__给定文本__:

────────────────

全局匹配

Perl在默认情况下,匹配一次成功后就会立即退出匹配。例如,对于下面的正则匹配来说:

"abcabc" =~ /ab/

匹配到第一个ab后就结束正则匹配。

如果想要继续匹配第二个ab,就需要进行全局匹配。使用g修饰符可以让正则进入全局匹配工作模式:匹配完第一个ab,继续向后匹配,直到匹配完成功或匹配结束。

当使用了全局修饰符g时,在标量上下文中,正则匹配返回表示匹配成功与否的值,在列表上下文中,如果匹配成功,则返回全局匹配成功的内容列表或小括号分组捕获的内容。

因此,想要查看全局匹配的匹配结果,将其放在列表上下文即可:

my @arr = "abcabc" =~ /ab/g;  # 匹配返回qw(ab ab)
say "@arr";  # ab ab

或者,使用循环匹配的方式来验证全局匹配中的每次匹配结果:

my $name="aAbBcCaBc";
while($name =~ m/ab/gi){
  say "pre match : $`";
  say "match     : $&";
  say "post match: $'";
}

执行它,将输出如下内容:

pre match : a
match     : Ab
post match: BcCaBc
pre match : aAbBcC
match     : aB
post match: c

在开启了g全局匹配后,perl会在每次匹配成功后记下匹配的偏移位置,以便下次匹配时可以从该位移处继续向后匹配。每次匹配成功后的位移值,都可以通过pos()函数获取。偏移值从0开始算,0位移代表的是第一个字符左边的位置。如果本次匹配导致位移指针重置,pos将返回undef。

────────────────

__练习题__:
a – 把讲Perl全局匹配的那段文字里从“如果想要继续匹配第二个ab,就需要进行全”一直到“# 匹配返回qw(ab ab)”的部分原样再写一遍。
b – 讲Perl全局匹配的那段文字停在哪里，就从哪里接着往下写。

────────────────

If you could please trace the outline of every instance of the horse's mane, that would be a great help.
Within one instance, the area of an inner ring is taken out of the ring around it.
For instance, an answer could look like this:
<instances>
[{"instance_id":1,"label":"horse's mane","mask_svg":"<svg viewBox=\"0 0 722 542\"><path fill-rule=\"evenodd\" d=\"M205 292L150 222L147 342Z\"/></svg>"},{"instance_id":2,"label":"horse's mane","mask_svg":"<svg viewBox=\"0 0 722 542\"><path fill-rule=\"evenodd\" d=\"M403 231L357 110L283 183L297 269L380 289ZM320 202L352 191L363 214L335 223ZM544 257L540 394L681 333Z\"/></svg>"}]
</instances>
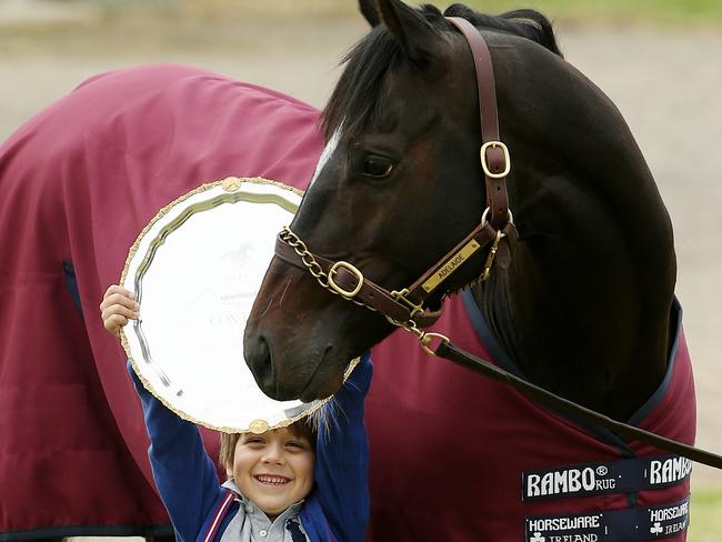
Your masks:
<instances>
[{"instance_id":1,"label":"horse's mane","mask_svg":"<svg viewBox=\"0 0 722 542\"><path fill-rule=\"evenodd\" d=\"M543 14L531 9L488 16L454 3L443 14L434 6L423 6L420 12L434 27L449 24L444 17L461 17L477 28L527 38L562 56L551 23ZM380 110L382 100L379 99L381 82L401 54L401 46L383 24L377 26L345 54L345 69L323 110L322 126L327 141L341 122L344 133L352 136L383 114Z\"/></svg>"}]
</instances>

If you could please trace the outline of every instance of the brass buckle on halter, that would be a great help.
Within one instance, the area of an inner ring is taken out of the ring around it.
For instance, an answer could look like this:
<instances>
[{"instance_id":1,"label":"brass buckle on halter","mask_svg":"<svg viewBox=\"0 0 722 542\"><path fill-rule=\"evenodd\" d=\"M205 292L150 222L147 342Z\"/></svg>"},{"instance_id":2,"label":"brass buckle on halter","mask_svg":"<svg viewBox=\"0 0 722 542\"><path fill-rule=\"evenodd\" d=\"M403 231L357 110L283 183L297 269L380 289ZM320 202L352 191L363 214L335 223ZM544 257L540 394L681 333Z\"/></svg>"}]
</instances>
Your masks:
<instances>
[{"instance_id":1,"label":"brass buckle on halter","mask_svg":"<svg viewBox=\"0 0 722 542\"><path fill-rule=\"evenodd\" d=\"M484 209L483 214L481 215L481 225L485 225L487 222L489 222L488 217L489 217L489 211L491 211L491 208L488 207ZM507 209L507 221L513 225L514 223L514 215L511 212L511 209Z\"/></svg>"},{"instance_id":2,"label":"brass buckle on halter","mask_svg":"<svg viewBox=\"0 0 722 542\"><path fill-rule=\"evenodd\" d=\"M487 161L487 149L501 149L504 153L504 171L501 173L492 173L489 169L489 162ZM511 171L511 157L509 155L509 148L501 141L489 141L481 147L481 167L484 170L484 174L491 179L503 179Z\"/></svg>"},{"instance_id":3,"label":"brass buckle on halter","mask_svg":"<svg viewBox=\"0 0 722 542\"><path fill-rule=\"evenodd\" d=\"M442 335L441 333L433 333L433 332L424 333L420 338L421 348L429 355L437 355L437 352L434 352L433 350L431 350L431 348L429 348L429 343L431 341L433 341L434 339L438 339L439 341L441 341L440 344L443 344L443 343L449 344L451 342L451 340L447 335ZM439 348L439 347L437 347L437 348Z\"/></svg>"},{"instance_id":4,"label":"brass buckle on halter","mask_svg":"<svg viewBox=\"0 0 722 542\"><path fill-rule=\"evenodd\" d=\"M409 317L410 320L413 319L413 317L415 317L418 313L423 313L423 307L421 307L421 304L415 304L413 301L407 298L407 295L409 295L408 288L404 288L401 291L393 290L391 292L391 295L393 295L397 301L403 302L409 307L409 309L411 309L411 317Z\"/></svg>"},{"instance_id":5,"label":"brass buckle on halter","mask_svg":"<svg viewBox=\"0 0 722 542\"><path fill-rule=\"evenodd\" d=\"M491 267L494 264L494 258L497 258L497 249L499 249L499 241L504 239L507 234L501 231L497 230L497 239L494 239L494 243L491 245L491 249L489 249L489 255L487 257L487 262L484 263L484 272L481 275L481 282L484 282L485 280L491 277Z\"/></svg>"},{"instance_id":6,"label":"brass buckle on halter","mask_svg":"<svg viewBox=\"0 0 722 542\"><path fill-rule=\"evenodd\" d=\"M359 281L359 283L355 285L353 290L344 290L339 284L333 282L333 275L337 273L337 270L339 268L345 269L352 275L354 275ZM355 297L357 293L361 291L361 287L363 287L363 273L361 273L361 271L359 271L358 268L351 265L349 262L344 262L344 261L335 262L329 270L329 287L331 287L331 289L333 289L337 293L343 295L344 298L353 298Z\"/></svg>"}]
</instances>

────────────────

__逐题结果__:
a –
如果想要继续匹配第二个ab,就需要进行全局匹配。使用g修饰符可以让正则进入全局匹配工作模式:匹配完第一个ab,继续向后匹配,直到匹配完成功或匹配结束。

当使用了全局修饰符g时,在标量上下文中,正则匹配返回表示匹配成功与否的值,在列表上下文中,如果匹配成功,则返回全局匹配成功的内容列表或小括号分组捕获的内容。

因此,想要查看全局匹配的匹配结果,将其放在列表上下文即可:

my @arr = "abcabc" =~ /ab/g;  # 匹配返回qw(ab ab)

b –
my $name="123ab456";
$name =~ m/\d\d/g;     # 第一次匹配,匹配成功后记下位移
say "matched: $&, pos: ",pos $name;
$name =~ m/\d\d/g;     # 第二次匹配,匹配成功后记下位移
say "matched: $&, pos: ",pos $name;

执行它,将输出如下内容:

matched: 12, pos: 2
matched: 45, pos: 7

匹配失败的时候,正则匹配操作会返回假,所以可以作为if或while等的条件语句来终止全局匹配。例如:

my $name="123ab456";
while($name =~ m/\d\d/g){
  say "matched: $&, pos: ",pos $name;
}

c修饰符

默认全局匹配情况下,当本次匹配失败,便宜指针将重置到起始位置0处,也就是说,下次匹配将从头开始匹配。例如:

my $txt="1234a56";
$txt =~ /\d\d/g;      # 匹配成功:12,位移向后移两位
say "matched $&: ",pos $txt;
$txt =~ /\d\d/g;      # 匹配成功:34,位移向后移两位
say "matched $&: ",pos $txt;
$txt =~ /\d\d\d/g;    # 匹配失败,位移指针回到0处,pos()返回undef
say "matched $&: ",pos $txt;
$txt =~ /\d/g;        # 匹配成功:1,位移向后移1位
say "matched $&: ",pos $txt;

执行上述程序,将输出:

matched 12: 2
matched 34: 4
matched 34:   #<-- warning: use undef value
matched 1: 1

如果g修饰符下同时使用c修饰符,也就是gc,它表示全局匹配失败的时候不重置位移指针。也就是说,本次匹配失败后,位移指针会卡在原处不动,下次匹配将从这个位置处开始匹配。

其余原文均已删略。